Bisnis.com, JAKARTA – Perusahaan keamanan siber, Kaspersky menilai dalam hal keamanan siber, personel non-TI (karyawan biasa) dianggap sebagai mata rantai terlemah perusahaan.
Managing Director Asia Pasifik Kaspersky Chris Connell mengatakan sejak pandemi Covid-19, perusahaan di seluruh dunia bergegas untuk melakukan perubahan menuju daring sehingga karyawan mulai terbiasa bekerja dari rumah.
“Dalam survei kami, sekitar setengah dari responden belum pernah bekerja dari rumah sebelumnya, dan hampir tiga perempat dari mereka tidak menerima panduan atau pelatihan apa pun terkait kesadaran keamanan siber,” ujarnya lewat rilisnya, Senin (20/9/2021).
Lebih lanjut, dia menjelaskan ada kesenjangan dalam cara organisasi memberikan pengetahuan dasar TI dan penyegaran tentang praktik kebersihan dunia maya dasar kepada karyawan.
Alhasil, karyawan berpotensi melakukan kecerobohan dan memungkinkan penyebaran malware dan virus dalam perusahaan.
Dia mengatakan terdapat tiga kekhawatiran keamanan siber teratas dari sebuah bisnis sering kali terkait dengan karyawan atau kesalahan manusia, di antaranya berbagi data yang tidak seharusnya melalui perangkat seluler (47%).
Selain itu, potensi kehilangan perangkat seluler yang akhirnya menempatkan perusahaan dalam risiko (46%); dan penggunaan sumber daya TI yang tidak tepat oleh karyawan (44%).
Selanjutnya, pelaku ancaman tahu bagaimana mengeksploitasi kerentanan ini, di mana 64% karyawan yang berdebat dengan departemen TI mereka diizinkan untuk melewati pembaruan dan 44% karyawan kurang peduli untuk memperbarui perangkat kerja mereka daripada perangkat pribadi.

INFORMASI YANG DIBERIKAN —
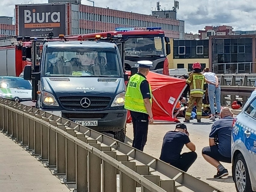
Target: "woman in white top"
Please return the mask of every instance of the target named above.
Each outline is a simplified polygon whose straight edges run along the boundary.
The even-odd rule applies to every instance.
[[[216,85],[213,85],[208,82],[208,94],[209,95],[209,101],[210,102],[210,108],[212,117],[210,119],[215,119],[215,110],[214,108],[214,96],[215,96],[216,105],[218,114],[221,112],[221,86],[219,85],[219,79],[214,73],[210,72],[209,68],[205,68],[203,72],[203,74],[206,80]]]

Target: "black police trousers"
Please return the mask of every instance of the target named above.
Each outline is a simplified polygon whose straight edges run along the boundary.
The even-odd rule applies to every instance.
[[[133,127],[133,147],[143,151],[148,138],[148,115],[130,111]]]

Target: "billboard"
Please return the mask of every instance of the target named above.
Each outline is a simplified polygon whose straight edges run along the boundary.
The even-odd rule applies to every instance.
[[[66,4],[19,5],[18,6],[18,35],[54,36],[66,35]]]

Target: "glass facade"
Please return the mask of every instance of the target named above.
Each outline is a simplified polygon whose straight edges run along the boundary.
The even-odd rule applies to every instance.
[[[250,62],[253,60],[252,38],[215,38],[212,43],[214,71],[223,73],[250,72],[252,65]]]
[[[209,40],[175,40],[173,41],[173,59],[207,59]]]

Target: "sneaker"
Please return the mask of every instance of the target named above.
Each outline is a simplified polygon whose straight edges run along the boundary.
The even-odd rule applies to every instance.
[[[228,175],[228,172],[226,169],[223,169],[222,171],[218,171],[217,175],[214,175],[213,177],[215,179],[219,179],[223,177],[225,177]]]
[[[214,115],[212,115],[210,118],[210,120],[215,120],[215,116]]]

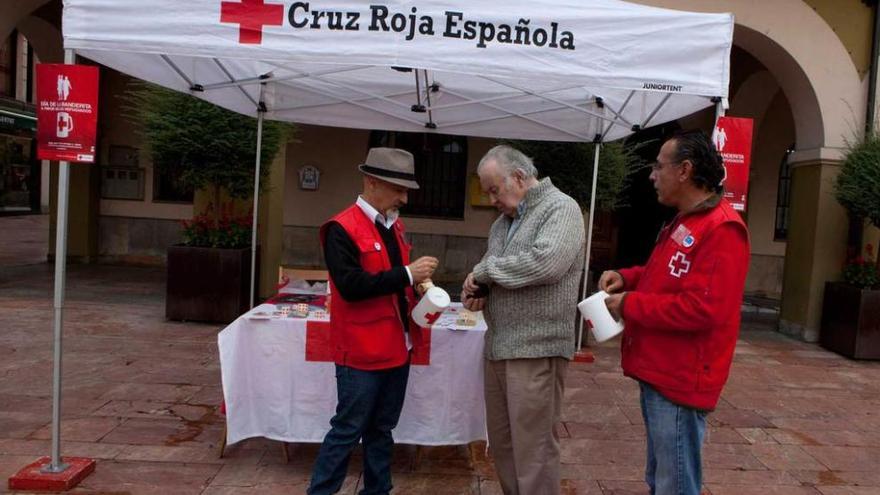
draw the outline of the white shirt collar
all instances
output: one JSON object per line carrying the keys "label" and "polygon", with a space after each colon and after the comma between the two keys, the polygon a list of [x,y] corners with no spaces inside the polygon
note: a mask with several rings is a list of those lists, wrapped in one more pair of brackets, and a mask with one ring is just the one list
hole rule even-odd
{"label": "white shirt collar", "polygon": [[397,211],[394,211],[386,218],[385,215],[379,213],[379,210],[373,208],[373,205],[367,203],[367,200],[365,200],[363,196],[358,196],[356,204],[360,207],[361,211],[364,212],[364,215],[366,215],[371,222],[376,223],[376,221],[378,220],[379,222],[382,222],[382,225],[384,225],[386,229],[390,229],[391,226],[394,225],[394,222],[397,221],[397,217],[399,216],[399,213]]}

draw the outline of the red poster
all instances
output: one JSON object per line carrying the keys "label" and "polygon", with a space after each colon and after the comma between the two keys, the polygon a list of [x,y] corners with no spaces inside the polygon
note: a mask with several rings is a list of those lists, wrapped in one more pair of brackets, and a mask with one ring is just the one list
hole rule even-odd
{"label": "red poster", "polygon": [[712,140],[724,158],[724,197],[737,211],[746,211],[749,166],[752,163],[752,119],[721,117]]}
{"label": "red poster", "polygon": [[95,162],[98,68],[37,64],[37,156]]}

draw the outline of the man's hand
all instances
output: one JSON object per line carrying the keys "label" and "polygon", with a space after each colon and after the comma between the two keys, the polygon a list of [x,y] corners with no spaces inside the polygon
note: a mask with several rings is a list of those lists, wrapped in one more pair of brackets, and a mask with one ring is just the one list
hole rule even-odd
{"label": "man's hand", "polygon": [[[605,275],[603,274],[602,276],[604,277]],[[620,319],[623,318],[624,295],[626,295],[626,292],[621,292],[620,294],[612,294],[605,299],[605,307],[608,308],[608,312],[611,313],[611,316],[613,316],[614,319],[617,321],[620,321]]]}
{"label": "man's hand", "polygon": [[609,294],[620,292],[623,290],[623,277],[611,270],[602,272],[602,276],[599,277],[599,290],[604,290]]}
{"label": "man's hand", "polygon": [[433,256],[422,256],[409,264],[409,272],[413,276],[413,284],[418,285],[431,278],[440,260]]}
{"label": "man's hand", "polygon": [[425,295],[425,292],[428,292],[428,287],[430,287],[430,286],[432,286],[432,285],[434,285],[434,282],[431,281],[430,278],[426,278],[425,280],[422,280],[422,283],[420,283],[420,284],[416,284],[416,287],[415,287],[415,288],[416,288],[416,294],[417,294],[419,297],[424,296],[424,295]]}
{"label": "man's hand", "polygon": [[[468,294],[473,294],[474,292],[479,290],[480,286],[477,285],[477,281],[474,280],[474,272],[468,273],[468,276],[464,279],[464,284],[462,284],[461,288],[464,292],[467,292]],[[464,301],[464,298],[462,298],[461,300]]]}
{"label": "man's hand", "polygon": [[476,298],[476,297],[471,296],[468,292],[462,291],[461,292],[461,304],[468,311],[473,311],[473,312],[482,311],[483,308],[486,307],[486,298],[485,297]]}

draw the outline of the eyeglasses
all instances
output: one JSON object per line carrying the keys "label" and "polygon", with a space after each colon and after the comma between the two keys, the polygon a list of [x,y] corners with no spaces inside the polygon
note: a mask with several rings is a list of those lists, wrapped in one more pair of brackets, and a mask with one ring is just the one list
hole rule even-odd
{"label": "eyeglasses", "polygon": [[[684,160],[682,160],[682,161],[684,161]],[[678,161],[678,162],[661,162],[661,161],[658,160],[658,161],[656,161],[656,162],[654,162],[654,163],[651,164],[651,170],[653,170],[653,171],[656,172],[657,170],[660,170],[661,168],[663,168],[663,165],[679,165],[679,164],[681,164],[681,163],[682,163],[681,161]]]}

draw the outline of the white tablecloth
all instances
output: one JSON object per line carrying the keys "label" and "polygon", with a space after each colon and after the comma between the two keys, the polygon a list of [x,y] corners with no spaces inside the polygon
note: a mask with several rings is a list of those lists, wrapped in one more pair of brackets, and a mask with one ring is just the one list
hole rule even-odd
{"label": "white tablecloth", "polygon": [[[330,429],[336,409],[334,364],[306,361],[306,320],[248,318],[273,309],[258,306],[218,336],[229,444],[251,437],[321,442]],[[430,364],[410,367],[394,429],[398,443],[456,445],[486,439],[486,326],[480,319],[476,327],[455,329],[454,321],[454,314],[445,314],[432,328]]]}

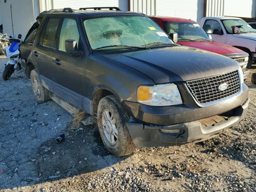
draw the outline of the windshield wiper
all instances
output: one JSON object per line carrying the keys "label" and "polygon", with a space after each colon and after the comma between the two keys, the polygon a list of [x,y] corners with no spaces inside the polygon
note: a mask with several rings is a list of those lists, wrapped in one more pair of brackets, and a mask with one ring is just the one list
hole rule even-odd
{"label": "windshield wiper", "polygon": [[166,43],[165,42],[153,42],[152,43],[148,43],[148,44],[143,45],[142,46],[145,46],[146,47],[147,46],[148,46],[149,45],[175,45],[175,44],[174,44],[174,43]]}
{"label": "windshield wiper", "polygon": [[197,41],[197,40],[204,40],[207,41],[211,41],[210,40],[208,40],[208,39],[205,39],[204,38],[200,38],[199,39],[194,39],[193,40],[194,40],[194,41]]}
{"label": "windshield wiper", "polygon": [[94,49],[94,50],[96,49],[102,49],[103,48],[106,48],[108,47],[123,47],[125,48],[136,48],[137,49],[146,49],[147,48],[145,46],[129,46],[128,45],[108,45],[108,46],[103,46],[103,47],[98,47]]}
{"label": "windshield wiper", "polygon": [[179,39],[178,40],[178,41],[196,41],[194,40],[192,40],[192,39]]}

LANGKAH PENGERJAAN —
- 1) Menurut bacaan tentang keamanan siber, siapa yang dianggap sebagai mata rantai terlemah perusahaan dalam hal keamanan siber?
- 2) Tuliskan kembali tanpa perubahan bagian bacaan tentang keamanan siber yang dimulai pada kata-kata "Dia mengatakan terdapat" dan berhenti setelah kata-kata "oleh karyawan (44%).".

JAWABAN TIAP TUGAS —
- 1) Personel non-TI, yaitu karyawan biasa.

- 2)
Dia mengatakan terdapat tiga kekhawatiran keamanan siber teratas dari sebuah bisnis sering kali terkait dengan karyawan atau kesalahan manusia, di antaranya berbagi data yang tidak seharusnya melalui perangkat seluler (47%).
Selain itu, potensi kehilangan perangkat seluler yang akhirnya menempatkan perusahaan dalam risiko (46%); dan penggunaan sumber daya TI yang tidak tepat oleh karyawan (44%).